Input material below:

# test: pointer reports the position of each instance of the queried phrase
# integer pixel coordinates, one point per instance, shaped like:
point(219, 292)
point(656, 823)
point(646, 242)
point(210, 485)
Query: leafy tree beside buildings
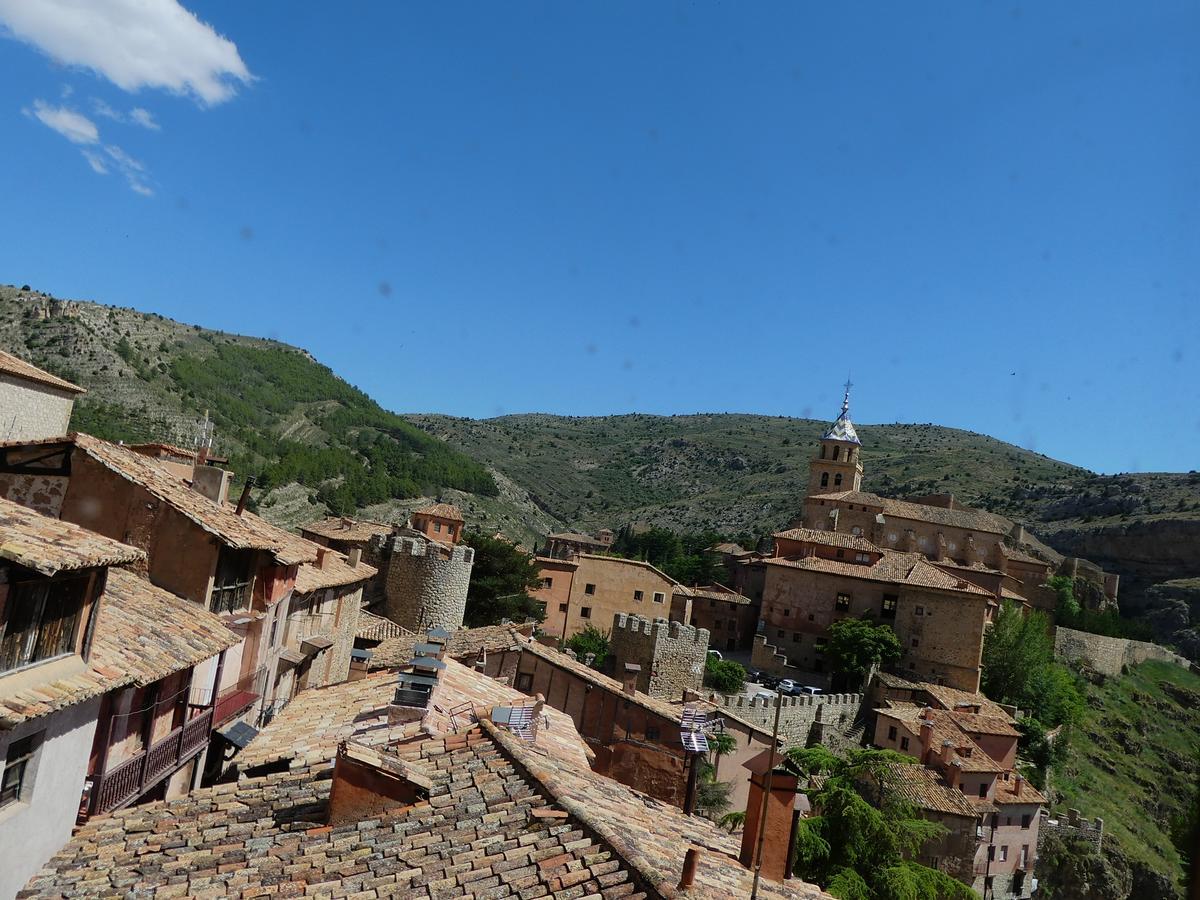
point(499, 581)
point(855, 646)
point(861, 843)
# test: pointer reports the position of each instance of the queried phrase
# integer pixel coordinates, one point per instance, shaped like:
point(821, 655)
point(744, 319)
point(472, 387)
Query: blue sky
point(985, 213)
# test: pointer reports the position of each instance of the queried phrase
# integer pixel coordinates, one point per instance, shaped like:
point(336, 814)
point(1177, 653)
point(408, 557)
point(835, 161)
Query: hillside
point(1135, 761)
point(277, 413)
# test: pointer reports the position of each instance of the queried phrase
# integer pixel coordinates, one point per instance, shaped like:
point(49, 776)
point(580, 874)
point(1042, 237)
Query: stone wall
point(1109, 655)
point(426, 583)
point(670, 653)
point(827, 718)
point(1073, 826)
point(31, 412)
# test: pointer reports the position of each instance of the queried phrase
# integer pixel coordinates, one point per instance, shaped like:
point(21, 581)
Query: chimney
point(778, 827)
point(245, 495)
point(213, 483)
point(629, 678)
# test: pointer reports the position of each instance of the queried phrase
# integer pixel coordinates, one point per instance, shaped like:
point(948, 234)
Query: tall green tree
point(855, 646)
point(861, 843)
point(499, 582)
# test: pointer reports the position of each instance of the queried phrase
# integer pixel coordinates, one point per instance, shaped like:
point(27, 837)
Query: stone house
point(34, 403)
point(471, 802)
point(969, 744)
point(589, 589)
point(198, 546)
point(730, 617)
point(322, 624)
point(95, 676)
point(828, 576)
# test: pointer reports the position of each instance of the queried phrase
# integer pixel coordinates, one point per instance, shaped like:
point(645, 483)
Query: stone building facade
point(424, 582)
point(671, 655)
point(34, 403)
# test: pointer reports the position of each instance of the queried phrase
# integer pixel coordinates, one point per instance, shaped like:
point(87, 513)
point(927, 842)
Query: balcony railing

End of Input material.

> _How to complete this task_: Your answer should be every line above, written out exactly, with no pictures.

> _Task response_:
# test: pointer reports the position of each instance of the queried phrase
# integer pixel coordinates, one point per instance, shaped like:
point(219, 292)
point(656, 823)
point(646, 242)
point(210, 485)
Query: leafy tree beside buildings
point(499, 581)
point(855, 646)
point(861, 843)
# test: pointer reports the position of each instance of the queried phrase
# integer pixel coordinates, one point per instance, shaped like:
point(821, 655)
point(744, 319)
point(472, 387)
Query: blue sky
point(985, 213)
# test: pointer reports the position of each instance of the queried phrase
# integer pixel coordinates, one point per instance, shaped like:
point(336, 814)
point(1177, 653)
point(408, 557)
point(835, 161)
Query: hillside
point(1135, 761)
point(277, 413)
# test: pointer reports the position of each instance of the queried phrase
# integer pixel coordinates, one point per instance, shaped like:
point(49, 776)
point(580, 874)
point(1042, 237)
Query: stone wall
point(1109, 655)
point(426, 583)
point(670, 653)
point(827, 718)
point(1073, 826)
point(31, 412)
# test: pointer reports the position of each instance of the queried phrase
# integer pixel coordinates, one point per instance, shaped like:
point(21, 581)
Query: chimney
point(778, 827)
point(245, 495)
point(213, 483)
point(629, 678)
# test: pointer reports the position of each instance of the queried phrase
# integer pixel coordinates, one point per instance, shaped like:
point(948, 234)
Query: tall green tree
point(855, 646)
point(861, 843)
point(499, 582)
# test: pointer reports the position of each instance of the queried phrase
# integer pixel coordinates, one point per instance, shaped like:
point(27, 837)
Query: stone house
point(34, 403)
point(471, 802)
point(969, 744)
point(589, 589)
point(198, 546)
point(730, 617)
point(322, 624)
point(95, 676)
point(828, 576)
# test: pointer reports the position of each instance of the queried phrase
# integer pixel coordinates, one point per instance, shaped like:
point(645, 483)
Query: stone building facade
point(424, 582)
point(671, 655)
point(34, 403)
# test: pointer reports the position of each instance of the queried phrase
# integer pixel coordinates, one point per instance, shaped like:
point(87, 513)
point(927, 842)
Query: balcony railing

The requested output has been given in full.